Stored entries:
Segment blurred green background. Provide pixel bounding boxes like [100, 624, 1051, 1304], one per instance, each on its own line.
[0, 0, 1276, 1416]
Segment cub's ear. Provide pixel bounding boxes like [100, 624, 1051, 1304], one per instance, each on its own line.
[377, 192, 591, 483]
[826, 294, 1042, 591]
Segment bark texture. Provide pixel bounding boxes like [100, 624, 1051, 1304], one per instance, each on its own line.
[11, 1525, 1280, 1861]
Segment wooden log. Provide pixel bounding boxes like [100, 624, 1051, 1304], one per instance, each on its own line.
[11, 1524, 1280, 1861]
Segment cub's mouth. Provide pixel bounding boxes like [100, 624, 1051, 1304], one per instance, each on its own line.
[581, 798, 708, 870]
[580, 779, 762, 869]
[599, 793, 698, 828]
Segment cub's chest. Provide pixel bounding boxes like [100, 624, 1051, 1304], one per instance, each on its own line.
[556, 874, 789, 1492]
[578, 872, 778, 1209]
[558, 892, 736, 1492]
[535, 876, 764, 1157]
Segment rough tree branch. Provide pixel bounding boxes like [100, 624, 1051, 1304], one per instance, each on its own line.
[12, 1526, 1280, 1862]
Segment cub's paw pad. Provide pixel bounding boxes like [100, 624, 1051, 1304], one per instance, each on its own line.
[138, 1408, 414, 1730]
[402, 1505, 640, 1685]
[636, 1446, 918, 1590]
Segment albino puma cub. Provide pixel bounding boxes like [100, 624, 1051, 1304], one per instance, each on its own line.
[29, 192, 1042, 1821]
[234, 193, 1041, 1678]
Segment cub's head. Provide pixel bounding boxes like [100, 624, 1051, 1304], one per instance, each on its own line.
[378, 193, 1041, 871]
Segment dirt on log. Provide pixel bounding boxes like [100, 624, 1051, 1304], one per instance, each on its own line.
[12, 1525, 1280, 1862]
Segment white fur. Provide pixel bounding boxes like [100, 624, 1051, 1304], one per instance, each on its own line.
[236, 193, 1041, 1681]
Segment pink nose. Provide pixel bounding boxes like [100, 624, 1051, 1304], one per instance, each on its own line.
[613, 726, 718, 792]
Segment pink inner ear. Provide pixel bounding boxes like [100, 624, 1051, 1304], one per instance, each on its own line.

Required work
Reproduce every line above, keeping each word exactly as it appears.

Your solution
Segment blurred green background. Provide pixel bounding boxes like [100, 624, 1051, 1304], one per instance, each on its own line.
[0, 0, 1276, 1416]
Segment cub's ear. Provide pixel bounding boxes like [100, 624, 1051, 1304], one per instance, each on its own line.
[377, 192, 591, 483]
[826, 294, 1042, 591]
Segment bark texture. Provide pixel bounding boxes like [100, 624, 1051, 1304], one per instance, each on its own line.
[11, 1525, 1280, 1861]
Segment wooden log. Provide pixel bounding boxes like [100, 624, 1051, 1304], one per instance, each on its own line.
[11, 1524, 1280, 1861]
Segment cub's mouth. Provide pixel bounding boxes like [100, 624, 1051, 1304], one per instance, each on its own line.
[581, 798, 708, 870]
[580, 779, 762, 869]
[599, 793, 698, 828]
Segment cub's chest. Provide pixel bounding boxes like [100, 624, 1051, 1304], one per instance, each on its own line.
[556, 874, 789, 1492]
[578, 872, 778, 1209]
[558, 892, 736, 1492]
[535, 876, 764, 1157]
Segment rough tree branch. Provide pixel bounding boxes like [100, 624, 1051, 1304], one per instance, each on its own line.
[12, 1526, 1280, 1862]
Segment cub's paw pad. Provide pixel bounding boxes like [100, 624, 1051, 1304], one per instance, each on its own line.
[138, 1408, 414, 1730]
[402, 1505, 640, 1685]
[636, 1446, 918, 1590]
Segment albino puma cub. Provide pixel bounding boxes like [100, 624, 1051, 1304], one per instance, each on its own line.
[29, 192, 1042, 1821]
[234, 193, 1041, 1678]
Segment cub's head. Provide pixel bounding boxes like [100, 624, 1051, 1304], one per instance, each on its own line.
[378, 193, 1041, 871]
Segment dirt on log. Provide pixel bounding boxes like [100, 624, 1051, 1304], one per instance, each on its own line.
[12, 1525, 1280, 1862]
Segment white fur. Provide pixel bounding boxes like [100, 624, 1051, 1304], one per instance, each on its own line.
[236, 193, 1041, 1681]
Segment pink nose. Provide pixel bounding boxes like [100, 624, 1051, 1304], one per instance, each on its own line.
[613, 726, 718, 792]
Segment pink inner ear. Provide pixel bounding boxes like [100, 624, 1051, 1304], one per instance, each on its own line.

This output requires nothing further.